### Exercise goal
Can the data below be echoed back word for word?

### Records supplied
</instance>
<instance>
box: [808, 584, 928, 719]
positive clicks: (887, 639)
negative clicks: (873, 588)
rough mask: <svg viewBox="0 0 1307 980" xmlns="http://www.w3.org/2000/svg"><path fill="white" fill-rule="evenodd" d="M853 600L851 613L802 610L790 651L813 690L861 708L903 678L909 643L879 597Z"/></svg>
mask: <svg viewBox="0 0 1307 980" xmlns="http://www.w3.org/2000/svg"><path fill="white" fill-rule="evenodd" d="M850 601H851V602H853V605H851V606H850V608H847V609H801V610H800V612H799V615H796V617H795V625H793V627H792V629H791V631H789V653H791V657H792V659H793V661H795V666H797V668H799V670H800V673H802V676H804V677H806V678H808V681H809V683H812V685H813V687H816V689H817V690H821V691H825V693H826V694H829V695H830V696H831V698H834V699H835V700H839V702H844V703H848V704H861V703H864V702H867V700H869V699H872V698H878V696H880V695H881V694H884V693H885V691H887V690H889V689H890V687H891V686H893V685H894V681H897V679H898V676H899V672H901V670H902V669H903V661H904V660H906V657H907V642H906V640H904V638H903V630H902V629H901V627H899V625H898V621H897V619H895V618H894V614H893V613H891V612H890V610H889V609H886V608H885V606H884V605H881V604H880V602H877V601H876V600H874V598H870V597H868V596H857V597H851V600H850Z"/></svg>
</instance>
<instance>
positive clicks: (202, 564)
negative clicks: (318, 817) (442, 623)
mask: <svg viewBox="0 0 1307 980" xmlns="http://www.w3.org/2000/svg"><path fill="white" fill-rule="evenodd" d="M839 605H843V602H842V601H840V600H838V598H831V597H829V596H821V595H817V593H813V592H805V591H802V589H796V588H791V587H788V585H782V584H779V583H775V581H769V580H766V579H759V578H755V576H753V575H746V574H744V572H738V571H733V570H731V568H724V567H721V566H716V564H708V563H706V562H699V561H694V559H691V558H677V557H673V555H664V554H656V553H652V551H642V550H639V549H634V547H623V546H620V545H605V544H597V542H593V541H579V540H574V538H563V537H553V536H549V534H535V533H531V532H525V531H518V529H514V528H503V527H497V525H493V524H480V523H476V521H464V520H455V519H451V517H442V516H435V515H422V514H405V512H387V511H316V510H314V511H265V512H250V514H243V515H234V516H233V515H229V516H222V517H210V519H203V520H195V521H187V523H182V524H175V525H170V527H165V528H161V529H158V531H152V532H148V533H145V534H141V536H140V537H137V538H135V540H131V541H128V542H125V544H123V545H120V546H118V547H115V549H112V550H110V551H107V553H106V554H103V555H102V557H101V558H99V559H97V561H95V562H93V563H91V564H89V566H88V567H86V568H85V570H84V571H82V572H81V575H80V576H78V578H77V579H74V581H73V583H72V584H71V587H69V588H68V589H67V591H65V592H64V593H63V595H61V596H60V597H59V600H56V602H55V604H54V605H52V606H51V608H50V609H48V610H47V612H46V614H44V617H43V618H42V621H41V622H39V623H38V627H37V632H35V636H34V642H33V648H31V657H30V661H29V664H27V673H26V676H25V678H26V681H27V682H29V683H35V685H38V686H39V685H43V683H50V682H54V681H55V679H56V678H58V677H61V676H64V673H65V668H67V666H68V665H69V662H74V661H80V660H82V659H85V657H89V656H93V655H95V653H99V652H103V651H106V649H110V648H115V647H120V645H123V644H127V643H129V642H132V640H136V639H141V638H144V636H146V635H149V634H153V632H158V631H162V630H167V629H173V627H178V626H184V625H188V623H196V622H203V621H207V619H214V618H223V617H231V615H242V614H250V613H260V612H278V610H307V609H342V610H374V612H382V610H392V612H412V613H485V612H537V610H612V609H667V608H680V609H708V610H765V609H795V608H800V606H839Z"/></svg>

### Solution
</instance>
<instance>
box: [808, 584, 928, 719]
positive clicks: (887, 639)
negative clicks: (873, 588)
rough mask: <svg viewBox="0 0 1307 980" xmlns="http://www.w3.org/2000/svg"><path fill="white" fill-rule="evenodd" d="M853 600L851 613L802 610L790 651L813 690L861 708L903 678L909 643L879 597Z"/></svg>
mask: <svg viewBox="0 0 1307 980" xmlns="http://www.w3.org/2000/svg"><path fill="white" fill-rule="evenodd" d="M850 601H851V602H853V605H851V606H850V608H847V609H801V610H800V612H799V615H796V617H795V625H793V627H792V629H791V631H789V653H791V657H792V659H793V661H795V666H797V668H799V670H800V673H802V676H804V677H806V678H808V681H809V683H812V685H813V687H816V689H817V690H821V691H825V693H826V694H829V695H830V696H831V698H834V699H835V700H839V702H844V703H848V704H861V703H864V702H867V700H869V699H872V698H878V696H880V695H881V694H884V693H885V691H887V690H889V689H890V687H891V686H893V685H894V681H897V679H898V676H899V672H901V670H902V669H903V661H904V660H906V657H907V642H906V640H904V638H903V630H902V629H901V627H899V625H898V621H897V619H895V618H894V614H893V613H891V612H890V610H889V609H886V608H885V606H884V605H881V604H880V602H877V601H876V600H874V598H870V597H868V596H857V597H851V600H850Z"/></svg>
</instance>
<instance>
positive clicks: (202, 564)
negative clicks: (318, 817) (442, 623)
mask: <svg viewBox="0 0 1307 980" xmlns="http://www.w3.org/2000/svg"><path fill="white" fill-rule="evenodd" d="M839 605H843V602H842V601H840V600H838V598H831V597H829V596H821V595H817V593H813V592H805V591H802V589H796V588H791V587H788V585H782V584H779V583H775V581H769V580H766V579H759V578H755V576H753V575H746V574H744V572H738V571H733V570H731V568H724V567H721V566H716V564H708V563H706V562H699V561H694V559H691V558H677V557H673V555H664V554H656V553H652V551H642V550H639V549H634V547H623V546H620V545H605V544H597V542H593V541H579V540H574V538H563V537H553V536H549V534H535V533H531V532H525V531H518V529H514V528H503V527H497V525H493V524H480V523H476V521H464V520H455V519H451V517H442V516H435V515H422V514H405V512H387V511H316V510H314V511H265V512H250V514H243V515H234V516H233V515H229V516H222V517H210V519H203V520H195V521H187V523H182V524H175V525H170V527H165V528H161V529H158V531H152V532H148V533H145V534H141V536H140V537H137V538H135V540H131V541H128V542H125V544H123V545H120V546H118V547H115V549H112V550H110V551H107V553H106V554H103V555H102V557H101V558H99V559H97V561H95V562H93V563H91V564H89V566H88V567H86V568H85V570H84V571H82V572H81V575H80V576H78V578H77V579H74V581H73V583H72V584H71V587H69V588H68V589H67V591H65V592H64V593H63V595H61V596H60V597H59V600H56V602H55V604H54V605H52V606H51V608H50V609H48V610H47V612H46V614H44V617H43V618H42V621H41V622H39V623H38V627H37V632H35V636H34V642H33V648H31V657H30V661H29V664H27V673H26V676H25V678H26V681H27V682H29V683H35V685H38V686H39V685H43V683H50V682H54V681H55V679H56V678H58V677H61V676H64V673H65V668H67V666H68V665H69V662H74V661H80V660H82V659H85V657H89V656H93V655H95V653H99V652H103V651H106V649H110V648H115V647H120V645H123V644H127V643H129V642H132V640H136V639H141V638H144V636H146V635H149V634H153V632H158V631H162V630H167V629H173V627H178V626H184V625H188V623H196V622H203V621H207V619H214V618H223V617H231V615H242V614H250V613H260V612H278V610H307V609H342V610H374V612H382V610H392V612H412V613H485V612H537V610H612V609H667V608H680V609H708V610H765V609H795V608H800V606H839Z"/></svg>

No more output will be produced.